TASK ITEM:
The answer should match the entries that follow exactly, except that no image appears in it.

*-*-*

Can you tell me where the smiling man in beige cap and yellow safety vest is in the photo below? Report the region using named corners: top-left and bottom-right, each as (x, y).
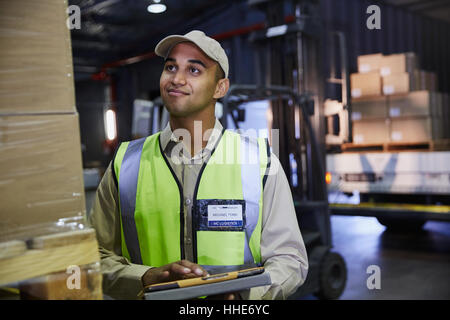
top-left (89, 31), bottom-right (308, 299)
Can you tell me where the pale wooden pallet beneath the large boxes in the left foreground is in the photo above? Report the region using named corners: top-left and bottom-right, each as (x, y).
top-left (0, 229), bottom-right (102, 299)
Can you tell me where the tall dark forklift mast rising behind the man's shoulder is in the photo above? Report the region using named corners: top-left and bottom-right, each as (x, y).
top-left (236, 0), bottom-right (331, 247)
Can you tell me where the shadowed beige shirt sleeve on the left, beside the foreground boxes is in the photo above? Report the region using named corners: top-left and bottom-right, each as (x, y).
top-left (88, 163), bottom-right (151, 299)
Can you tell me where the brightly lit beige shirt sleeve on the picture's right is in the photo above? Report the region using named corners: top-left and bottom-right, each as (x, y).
top-left (241, 153), bottom-right (308, 300)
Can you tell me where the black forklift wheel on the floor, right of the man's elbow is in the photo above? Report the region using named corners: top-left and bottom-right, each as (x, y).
top-left (315, 252), bottom-right (347, 300)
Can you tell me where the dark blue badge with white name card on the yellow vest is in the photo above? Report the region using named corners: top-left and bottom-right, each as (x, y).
top-left (197, 199), bottom-right (245, 231)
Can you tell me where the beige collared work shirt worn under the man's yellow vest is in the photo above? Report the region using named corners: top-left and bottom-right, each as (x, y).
top-left (89, 119), bottom-right (308, 299)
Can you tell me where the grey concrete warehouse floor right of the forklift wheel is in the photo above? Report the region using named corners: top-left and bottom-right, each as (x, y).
top-left (86, 191), bottom-right (450, 300)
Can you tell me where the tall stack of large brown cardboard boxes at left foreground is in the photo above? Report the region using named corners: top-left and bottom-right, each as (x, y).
top-left (0, 0), bottom-right (85, 231)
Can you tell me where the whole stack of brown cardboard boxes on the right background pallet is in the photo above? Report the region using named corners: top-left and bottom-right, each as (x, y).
top-left (351, 52), bottom-right (449, 144)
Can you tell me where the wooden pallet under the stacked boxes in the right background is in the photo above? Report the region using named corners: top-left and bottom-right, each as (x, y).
top-left (341, 139), bottom-right (450, 152)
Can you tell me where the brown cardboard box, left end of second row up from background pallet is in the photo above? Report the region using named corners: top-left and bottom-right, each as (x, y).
top-left (352, 96), bottom-right (388, 121)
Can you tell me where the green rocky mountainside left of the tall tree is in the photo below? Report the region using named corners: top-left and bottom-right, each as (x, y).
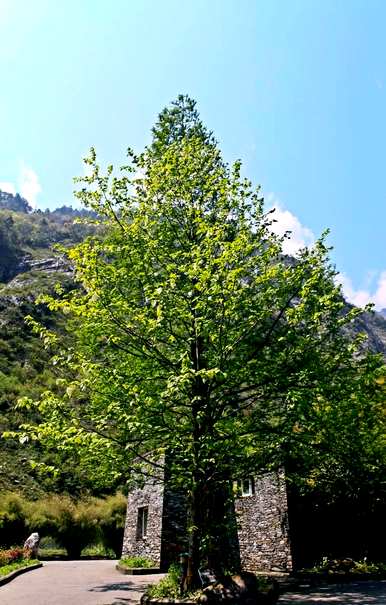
top-left (0, 191), bottom-right (95, 496)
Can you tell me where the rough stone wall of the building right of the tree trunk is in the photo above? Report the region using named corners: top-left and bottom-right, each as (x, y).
top-left (235, 472), bottom-right (292, 571)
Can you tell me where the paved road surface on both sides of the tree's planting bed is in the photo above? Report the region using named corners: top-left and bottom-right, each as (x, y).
top-left (0, 561), bottom-right (386, 605)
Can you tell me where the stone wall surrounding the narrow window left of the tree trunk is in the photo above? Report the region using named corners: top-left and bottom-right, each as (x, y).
top-left (122, 479), bottom-right (164, 566)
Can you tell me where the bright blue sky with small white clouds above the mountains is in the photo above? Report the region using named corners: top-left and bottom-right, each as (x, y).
top-left (0, 0), bottom-right (386, 308)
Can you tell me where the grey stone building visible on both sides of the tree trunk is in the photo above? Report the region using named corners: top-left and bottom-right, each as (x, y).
top-left (122, 472), bottom-right (292, 571)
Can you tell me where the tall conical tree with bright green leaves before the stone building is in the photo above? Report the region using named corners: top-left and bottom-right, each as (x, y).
top-left (17, 96), bottom-right (379, 585)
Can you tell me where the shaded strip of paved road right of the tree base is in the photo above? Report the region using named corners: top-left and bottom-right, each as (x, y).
top-left (278, 580), bottom-right (386, 605)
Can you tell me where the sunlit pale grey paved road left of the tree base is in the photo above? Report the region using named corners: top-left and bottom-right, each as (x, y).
top-left (0, 561), bottom-right (160, 605)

*-*-*

TASK RESPONSE:
Can you tell me where the smiling man in beige cap and yellow safety vest is in the photo below? Report the region using named corners: top-left and bottom-right, each as (x, y).
top-left (89, 31), bottom-right (308, 299)
Can you tell me where the pale wooden pallet beneath the large boxes in the left foreground is in the photo above? Report the region using named corners: top-left and bottom-right, each as (x, y).
top-left (0, 229), bottom-right (102, 299)
Can you tell me where the tall dark forklift mast rising behind the man's shoulder is in the photo above? Report the region using named corners: top-left and bottom-right, each as (x, y).
top-left (236, 0), bottom-right (331, 247)
Can you tell me where the shadowed beige shirt sleeve on the left, beside the foreground boxes is in the photo above? Report the region using named corners: top-left and bottom-right, each as (x, y).
top-left (88, 163), bottom-right (151, 299)
Can you tell me where the brightly lit beige shirt sleeve on the picture's right is in the photo above? Report the region using named corners: top-left and bottom-right, each as (x, y).
top-left (241, 153), bottom-right (308, 300)
Can you tell me where the black forklift wheel on the floor, right of the man's elbow is in the photo above? Report the region using named corners: top-left and bottom-right, each as (x, y).
top-left (315, 252), bottom-right (347, 300)
Can you tell me where the dark blue badge with white name card on the yellow vest is in the photo above? Report the region using named corners: top-left and bottom-right, each as (x, y).
top-left (197, 199), bottom-right (245, 231)
Can you tell me where the beige collared work shirt worn under the man's yellow vest is in the photo above? Report the region using named corners: top-left and bottom-right, each as (x, y).
top-left (89, 119), bottom-right (308, 299)
Can you tell me where the grey concrete warehouse floor right of the forklift wheel is in the photo above? Report the region using named corners: top-left and bottom-right, each as (x, y).
top-left (86, 191), bottom-right (450, 300)
Can you tell me where the tall stack of large brown cardboard boxes at left foreground is in the photo above? Report the region using named corners: top-left and bottom-right, each as (x, y).
top-left (0, 0), bottom-right (85, 231)
Can you tell me where the whole stack of brown cardboard boxes on the right background pallet is in the photo above? Report the region using named corners: top-left and bottom-right, each as (x, y).
top-left (351, 52), bottom-right (449, 144)
Can you tell me where the wooden pallet under the stacked boxes in the right background is in the photo above? Report the region using named corners: top-left and bottom-right, each as (x, y).
top-left (341, 139), bottom-right (450, 152)
Can you tell me where the brown cardboard box, left end of second row up from background pallet is in the photo above? Report the region using named corners: top-left and bottom-right, each as (x, y).
top-left (352, 96), bottom-right (388, 121)
Can you tell me where the green rocky mountainside left of the tall tree is in the photo below? Report the region using named corners: top-left and bottom-right, each as (x, y).
top-left (0, 191), bottom-right (95, 496)
Can you tell me where the rough stone wall of the building right of the tree trunk is in the photo above? Report the region using named corners: top-left and bottom-right, each as (x, y).
top-left (235, 472), bottom-right (292, 571)
Can you tell me where the paved road surface on both sides of the tree's planting bed is in the photo above? Report the region using named corners: top-left and bottom-right, each as (x, y).
top-left (0, 561), bottom-right (386, 605)
Can you tell me where the stone wall surrounding the narrow window left of the tree trunk is in the photo above? Report the region using named corners: top-left and bottom-right, each as (x, y).
top-left (122, 479), bottom-right (164, 566)
Can you tell me where the bright blue sky with small white clouds above the mountains is in the photo above? Report the region using named corners: top-left and bottom-right, each as (x, y).
top-left (0, 0), bottom-right (386, 308)
Can you tell me where the grey stone building visible on both sides of the tree trunk is in the photo above? Report the region using named corners: top-left and bottom-right, each as (x, y).
top-left (122, 472), bottom-right (292, 571)
Can you tell me where the tall conical tree with bright green leaves before the stone building is in the photo above? Report the region using named corners: top-left and bottom-right, each as (x, y).
top-left (17, 96), bottom-right (379, 585)
Can you tell me where the shaded strip of paved road right of the tree base is in the photo above? Report the region using named corners: top-left and bottom-right, each as (x, y).
top-left (278, 580), bottom-right (386, 605)
Can you tell me where the sunlit pale grey paved road left of the tree base is in the photo above? Report the region using named corners: top-left and bottom-right, each as (x, y).
top-left (0, 561), bottom-right (160, 605)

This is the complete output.